### Exercise
Rewrite everything in the passage about Christmas being too commercial from "Two days and" down to "change of heart.", putting "dreamers" wherever "optimists" appears.

### Document passage
Wednesday 10 January 2018

Old fashioned parlour (Dec 6)



Christmas too commercial? Shocking!

                        by Robert LaFrance
           
            Two days and two hours ago, a middle aged husband and wife said, almost in unison, to me: “Christmas is getting too commercial now; it’s not fun anymore.”
            I was tempted to say: “And have you heard about the invention of these newfangled things called cake mixes, power steering,  and computers?”
            As one who is standing on the edge of the shifting sand dune of old age, I cannot remember a time when Christmas was anything but too commercial. If you want to watch  a movie such as “Miracle on 34th Street” or “It’s a Wonderful Life” and think they represent reality, I have some news for you: they are the product of optimists and optimists are usually wrong. “How the Grinch Stole Christmas” is more like reality, at least until he has a change of heart.

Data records

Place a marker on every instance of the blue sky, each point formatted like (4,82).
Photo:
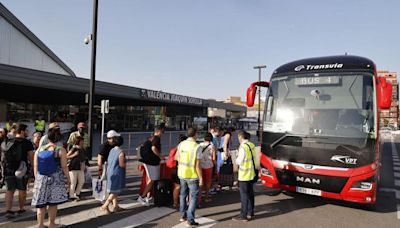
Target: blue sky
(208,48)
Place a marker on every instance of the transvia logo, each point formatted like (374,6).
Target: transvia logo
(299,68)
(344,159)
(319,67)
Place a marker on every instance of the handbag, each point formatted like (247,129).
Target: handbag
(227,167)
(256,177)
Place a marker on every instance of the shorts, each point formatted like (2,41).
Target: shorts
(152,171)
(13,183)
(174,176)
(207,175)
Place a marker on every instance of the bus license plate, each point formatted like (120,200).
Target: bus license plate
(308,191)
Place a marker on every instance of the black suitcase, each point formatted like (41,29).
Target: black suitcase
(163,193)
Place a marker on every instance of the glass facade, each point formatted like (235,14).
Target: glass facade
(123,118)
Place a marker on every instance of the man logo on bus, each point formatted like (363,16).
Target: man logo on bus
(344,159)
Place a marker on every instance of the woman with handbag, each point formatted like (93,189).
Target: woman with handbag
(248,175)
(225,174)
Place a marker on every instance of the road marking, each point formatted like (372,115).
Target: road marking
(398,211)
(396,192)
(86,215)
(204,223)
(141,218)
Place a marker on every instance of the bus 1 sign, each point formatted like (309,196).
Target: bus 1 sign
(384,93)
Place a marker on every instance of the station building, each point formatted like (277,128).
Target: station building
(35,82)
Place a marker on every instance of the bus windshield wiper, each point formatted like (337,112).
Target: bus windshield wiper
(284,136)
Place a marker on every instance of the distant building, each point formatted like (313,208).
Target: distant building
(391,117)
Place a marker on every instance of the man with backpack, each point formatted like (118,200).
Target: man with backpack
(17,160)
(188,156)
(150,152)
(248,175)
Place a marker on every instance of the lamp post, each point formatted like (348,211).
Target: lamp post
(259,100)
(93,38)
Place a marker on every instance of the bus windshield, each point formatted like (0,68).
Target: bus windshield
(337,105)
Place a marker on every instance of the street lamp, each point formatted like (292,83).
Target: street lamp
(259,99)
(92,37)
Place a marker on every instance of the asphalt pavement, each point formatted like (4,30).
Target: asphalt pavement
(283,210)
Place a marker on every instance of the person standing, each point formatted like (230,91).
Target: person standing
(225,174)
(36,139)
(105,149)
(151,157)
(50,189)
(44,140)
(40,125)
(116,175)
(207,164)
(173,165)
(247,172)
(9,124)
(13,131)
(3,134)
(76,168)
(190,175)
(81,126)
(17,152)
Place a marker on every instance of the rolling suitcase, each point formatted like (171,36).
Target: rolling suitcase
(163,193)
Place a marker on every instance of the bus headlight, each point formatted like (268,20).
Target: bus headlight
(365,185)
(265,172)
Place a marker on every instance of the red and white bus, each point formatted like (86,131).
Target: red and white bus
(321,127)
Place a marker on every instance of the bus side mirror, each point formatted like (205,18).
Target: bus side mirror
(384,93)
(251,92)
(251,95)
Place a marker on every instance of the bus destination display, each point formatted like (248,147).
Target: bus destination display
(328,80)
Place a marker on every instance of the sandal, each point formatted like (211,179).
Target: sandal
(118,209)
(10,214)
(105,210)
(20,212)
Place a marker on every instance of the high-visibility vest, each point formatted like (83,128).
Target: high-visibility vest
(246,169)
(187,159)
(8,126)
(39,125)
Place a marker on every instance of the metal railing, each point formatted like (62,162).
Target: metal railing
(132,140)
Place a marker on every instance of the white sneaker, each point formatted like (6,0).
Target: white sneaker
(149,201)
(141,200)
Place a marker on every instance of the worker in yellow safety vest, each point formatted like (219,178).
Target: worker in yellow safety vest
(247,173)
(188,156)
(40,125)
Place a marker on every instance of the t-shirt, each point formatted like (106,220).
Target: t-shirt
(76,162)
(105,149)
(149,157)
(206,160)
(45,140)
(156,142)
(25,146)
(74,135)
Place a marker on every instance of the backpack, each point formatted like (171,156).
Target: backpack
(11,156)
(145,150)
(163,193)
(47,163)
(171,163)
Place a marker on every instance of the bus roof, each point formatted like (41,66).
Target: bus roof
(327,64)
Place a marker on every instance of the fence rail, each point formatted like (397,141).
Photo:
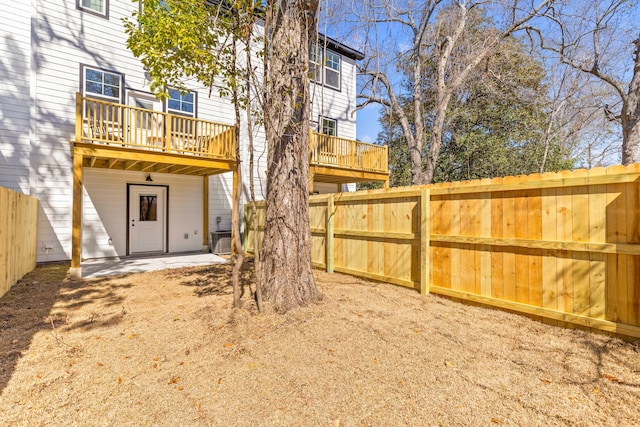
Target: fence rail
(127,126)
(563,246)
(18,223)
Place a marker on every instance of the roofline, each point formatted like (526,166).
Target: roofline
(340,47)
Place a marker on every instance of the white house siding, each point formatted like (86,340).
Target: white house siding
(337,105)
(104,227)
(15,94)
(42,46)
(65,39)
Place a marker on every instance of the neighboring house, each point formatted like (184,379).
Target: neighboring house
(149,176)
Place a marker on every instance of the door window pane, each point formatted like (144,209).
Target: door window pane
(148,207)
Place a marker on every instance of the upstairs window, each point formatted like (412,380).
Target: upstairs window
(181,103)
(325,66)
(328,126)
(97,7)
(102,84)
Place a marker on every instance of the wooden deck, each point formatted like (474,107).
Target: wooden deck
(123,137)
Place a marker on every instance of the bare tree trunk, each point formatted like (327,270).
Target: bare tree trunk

### Exercise solution
Two days and two hours ago, a middle aged husband and wife said, almost in unison, to me: “Christmas is getting too commercial now; it’s not fun anymore.”
            I was tempted to say: “And have you heard about the invention of these newfangled things called cake mixes, power steering,  and computers?”
            As one who is standing on the edge of the shifting sand dune of old age, I cannot remember a time when Christmas was anything but too commercial. If you want to watch  a movie such as “Miracle on 34th Street” or “It’s a Wonderful Life” and think they represent reality, I have some news for you: they are the product of dreamers and dreamers are usually wrong. “How the Grinch Stole Christmas” is more like reality, at least until he has a change of heart.